▸ Extract to read
== == ==

Actor Johannes Heester died on Christmas Eve 2011 in Starnberg at the age of 108. In some ways, his story mirrors the challenges facing the German pension system and its retirees. Heesters spent 43 years in retirement, working almost to the very end.

If projections hold true, Heesters may not be all that unusual one day. The median life expectancy at birth in Germany is expected to increase from 80.6 today to 84.9 by 2050 (UNDP 2010) and researchers at the Max Planck Institute for Demographic Research in Rostock and the United Kingdom's Cambridge University believe that in 60 years, living to 100 will be the norm. An amazing evolution, indeed, but longer life expectancies would overstretch the pension system unless reforms are undertaken.

On average, Germans today spend almost as much time in the workforce as they do out of it. Entering at age 19, men can expect to spend an average of 16 years in retirement and women 22 years (OECD 2011).

Maximilian Zimmerer, Member of the Board of Management of Allianz SE

Germany is one of only a few European states to raise its legal retirement age above 65

Germany was the first nation to introduce old-age social insurance back in 1889 and the country has long been one of Western Europe's prime examples for a pension system dominated by the public pillar. To address the sustainability of its earnings-related, pay-as-you-go (PAYG) system In the face of severe demographic change, the German government has implemented several reforms and initiatives targeted at achieving a more balanced structure of old-age income and to keep its workforce employed longer.

In terms of the first (public) pillar pension system, the subsidized part-time employment scheme for older workers was withdrawn at the end of 2009. Beginning in 2012, the legal retirement age will gradually increase from 65 to 67 by 2029, making Germany one of only a few European states to raise its legal retirement age above 65; the others being Denmark, Norway, Italy (although with a very long horizon), Spain and the United Kingdom. Others as the Netherlands or Ireland are considering raising it above 65.

== == ==

[Entries pointing to labeled objects]
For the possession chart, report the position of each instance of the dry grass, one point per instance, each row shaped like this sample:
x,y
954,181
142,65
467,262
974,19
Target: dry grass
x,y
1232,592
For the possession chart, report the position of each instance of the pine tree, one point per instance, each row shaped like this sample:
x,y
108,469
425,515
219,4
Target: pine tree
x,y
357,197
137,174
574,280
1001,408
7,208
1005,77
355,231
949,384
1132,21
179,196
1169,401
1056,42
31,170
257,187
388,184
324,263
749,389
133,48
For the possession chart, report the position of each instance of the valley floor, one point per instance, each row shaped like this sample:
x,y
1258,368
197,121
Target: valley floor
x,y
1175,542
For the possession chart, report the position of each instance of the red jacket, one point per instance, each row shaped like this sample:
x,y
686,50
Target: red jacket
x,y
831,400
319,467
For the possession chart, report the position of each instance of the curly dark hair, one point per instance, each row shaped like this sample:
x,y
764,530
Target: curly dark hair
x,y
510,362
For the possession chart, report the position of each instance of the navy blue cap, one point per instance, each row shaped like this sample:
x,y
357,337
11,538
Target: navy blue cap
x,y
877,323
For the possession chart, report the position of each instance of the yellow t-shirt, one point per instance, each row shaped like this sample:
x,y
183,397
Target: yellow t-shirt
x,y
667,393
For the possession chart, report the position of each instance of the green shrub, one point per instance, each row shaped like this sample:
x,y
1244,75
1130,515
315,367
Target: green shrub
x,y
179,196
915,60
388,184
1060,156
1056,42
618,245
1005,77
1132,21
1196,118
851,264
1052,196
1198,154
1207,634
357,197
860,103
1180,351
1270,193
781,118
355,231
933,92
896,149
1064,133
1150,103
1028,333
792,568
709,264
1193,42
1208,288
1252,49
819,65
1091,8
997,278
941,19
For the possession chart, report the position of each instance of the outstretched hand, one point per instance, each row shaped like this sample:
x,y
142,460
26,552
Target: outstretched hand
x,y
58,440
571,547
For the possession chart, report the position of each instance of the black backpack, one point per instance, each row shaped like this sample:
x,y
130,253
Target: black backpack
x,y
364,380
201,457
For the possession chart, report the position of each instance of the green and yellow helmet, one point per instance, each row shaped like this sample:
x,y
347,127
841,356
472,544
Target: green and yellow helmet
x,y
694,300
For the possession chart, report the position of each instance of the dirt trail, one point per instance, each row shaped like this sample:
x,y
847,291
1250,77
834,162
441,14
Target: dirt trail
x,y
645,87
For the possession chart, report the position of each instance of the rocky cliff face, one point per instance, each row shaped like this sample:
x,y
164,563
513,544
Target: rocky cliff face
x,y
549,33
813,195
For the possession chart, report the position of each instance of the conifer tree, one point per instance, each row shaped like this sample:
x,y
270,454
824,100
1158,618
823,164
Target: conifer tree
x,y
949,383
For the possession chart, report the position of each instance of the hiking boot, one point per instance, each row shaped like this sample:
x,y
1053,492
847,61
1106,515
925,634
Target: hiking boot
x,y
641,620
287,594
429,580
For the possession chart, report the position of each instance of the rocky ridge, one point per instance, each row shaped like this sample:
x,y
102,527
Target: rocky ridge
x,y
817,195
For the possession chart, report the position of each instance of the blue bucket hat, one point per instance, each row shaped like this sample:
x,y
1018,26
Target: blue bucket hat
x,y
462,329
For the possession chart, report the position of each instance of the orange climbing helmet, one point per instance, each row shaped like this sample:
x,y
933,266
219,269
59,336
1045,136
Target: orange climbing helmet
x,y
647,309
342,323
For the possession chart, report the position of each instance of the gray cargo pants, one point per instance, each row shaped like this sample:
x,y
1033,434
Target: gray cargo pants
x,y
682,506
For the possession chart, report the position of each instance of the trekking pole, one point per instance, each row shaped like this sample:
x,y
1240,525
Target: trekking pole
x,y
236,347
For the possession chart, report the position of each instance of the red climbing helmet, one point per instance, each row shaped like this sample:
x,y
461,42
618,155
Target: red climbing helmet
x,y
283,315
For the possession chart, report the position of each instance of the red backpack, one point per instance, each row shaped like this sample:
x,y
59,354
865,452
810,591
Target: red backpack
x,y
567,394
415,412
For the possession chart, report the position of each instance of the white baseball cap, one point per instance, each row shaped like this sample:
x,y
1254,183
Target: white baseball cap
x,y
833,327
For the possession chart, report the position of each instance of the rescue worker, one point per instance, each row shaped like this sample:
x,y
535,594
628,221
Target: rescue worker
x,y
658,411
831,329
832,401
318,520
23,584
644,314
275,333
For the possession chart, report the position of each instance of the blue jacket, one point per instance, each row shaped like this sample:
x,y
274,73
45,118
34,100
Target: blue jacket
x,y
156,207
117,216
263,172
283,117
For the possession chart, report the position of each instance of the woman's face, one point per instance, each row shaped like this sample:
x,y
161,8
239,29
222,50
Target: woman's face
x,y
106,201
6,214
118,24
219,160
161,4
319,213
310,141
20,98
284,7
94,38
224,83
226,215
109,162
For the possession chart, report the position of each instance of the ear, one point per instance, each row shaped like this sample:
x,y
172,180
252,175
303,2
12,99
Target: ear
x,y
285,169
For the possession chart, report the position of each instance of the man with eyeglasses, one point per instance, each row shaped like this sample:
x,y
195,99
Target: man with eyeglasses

== == ==

▸ Exercise brief
Write what comes next in the text on the German pension system, starting after its final sentence. None of the items is needed here.

▸ Response to the exercise
The pension retirees receive will also reduce in the future as it depends on a formula that includes adjustment for sustainability, which is negatively affected by the rising old age dependency ratio. This is expected to almost double from 30.8 to 56.5 by 2050 (UNDP 2010). Such a sustainability adjustment can be found elsewhere, as in the Japanese, Swedish and Finnish systems

To compensate for the shortfall in retirement income, the government introduced reforms in both the second (occupational) and third (private) pillars. These included subsidies and tax advantages that apply to both pillars and included the introduction of the Riester Rente, in 2002, and the Rürup Rente, in 2005.

Insurance has always been a prominent feature of the market and this remains true. Traditionally, the German occupational pension environment has been driven by life-insurance as well as pension commitments, for which companies build up reserves. Pensionskassen, a special type of life insurance sponsored by one or more companies, were one of the most popular pension provision vehicles.

The pension fund is a more return oriented system that allows both defined benefit plans as well as defined contribution plans with gurantees.

Germany has taken significant moves to confront its aging challenge and ensure the sustainability of its public pension system. However, how its citizens will actually fare in retirement will increasingly depend on occupational pensions and personal investments.

Longer working lives will play a key role. The German Council of Economic Experts already fears the increase of the legal retirement age to 67 is not enough and recommended an increase to 69 by 2060. Yet, further extending the retirement age will depend on the ability to retain elderly people within the workforce.

In 2000, only 56.4 percent persons aged 55-59 and 19.6 percent of those 60-64 were gainfully employed. The German Federal Ministry of Labor and Social Affairs (BMAS) launched several programs to promote more and better jobs for its older workers. The figures now stand at 71.5 percent and 41 percent respectively (Eurostat 2012) Initiatives that encourage life-long training and initiatives that aim to adapt work place conditions to elderly workers are slowly beginning to pick up momentum.

With an estimated 75 percent more people likely to be leaving the job market in the next decade than entering, there would seem many opportunities for the 65+ crowd in the future (OECD 2010). According to the Federal Employment Agency, 180,000 Germans between the ages of 65 and 74 took on some form of post-retirement employment in 2011. For many, it's a case of financial necessity. For others, like Heester, it may just be because they enjoy what they are doing.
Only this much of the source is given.